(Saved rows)
______
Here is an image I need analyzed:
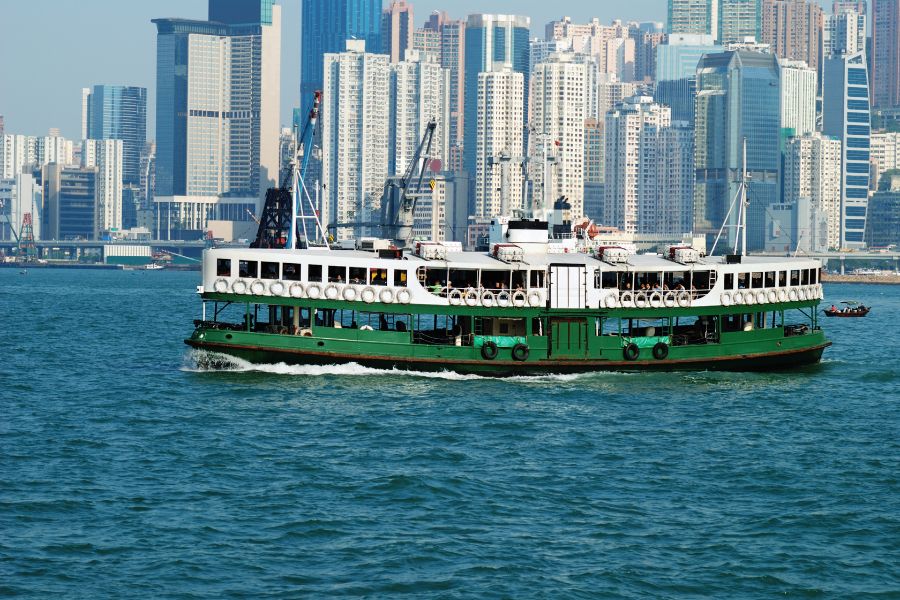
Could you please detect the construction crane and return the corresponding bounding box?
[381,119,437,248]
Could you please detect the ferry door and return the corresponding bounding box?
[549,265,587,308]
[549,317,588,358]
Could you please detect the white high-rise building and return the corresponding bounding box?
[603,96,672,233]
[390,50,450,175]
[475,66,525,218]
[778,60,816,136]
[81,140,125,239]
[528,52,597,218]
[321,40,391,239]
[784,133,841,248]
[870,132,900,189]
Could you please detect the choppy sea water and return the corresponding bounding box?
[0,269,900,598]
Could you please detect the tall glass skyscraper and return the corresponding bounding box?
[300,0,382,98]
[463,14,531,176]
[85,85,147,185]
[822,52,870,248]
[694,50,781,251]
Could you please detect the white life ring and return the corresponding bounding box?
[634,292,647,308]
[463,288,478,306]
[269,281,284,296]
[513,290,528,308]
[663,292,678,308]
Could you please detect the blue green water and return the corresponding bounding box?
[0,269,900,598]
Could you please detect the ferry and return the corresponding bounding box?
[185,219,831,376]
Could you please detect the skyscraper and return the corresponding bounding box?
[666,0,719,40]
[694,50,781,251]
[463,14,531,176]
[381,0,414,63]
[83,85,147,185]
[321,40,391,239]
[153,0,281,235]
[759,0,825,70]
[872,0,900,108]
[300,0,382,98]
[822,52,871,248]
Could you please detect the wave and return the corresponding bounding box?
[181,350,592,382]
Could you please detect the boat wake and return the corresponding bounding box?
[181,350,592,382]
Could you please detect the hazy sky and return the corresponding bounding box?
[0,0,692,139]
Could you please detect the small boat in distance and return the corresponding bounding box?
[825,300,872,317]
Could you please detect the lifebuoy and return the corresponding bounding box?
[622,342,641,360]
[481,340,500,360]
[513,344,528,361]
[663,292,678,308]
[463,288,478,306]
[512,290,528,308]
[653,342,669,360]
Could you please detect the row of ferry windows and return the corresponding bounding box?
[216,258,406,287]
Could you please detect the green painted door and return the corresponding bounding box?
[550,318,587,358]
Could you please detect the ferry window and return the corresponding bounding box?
______
How many lines in the rows above contain the word "boat"? Reply with the number only.

**TASK RESULT**
2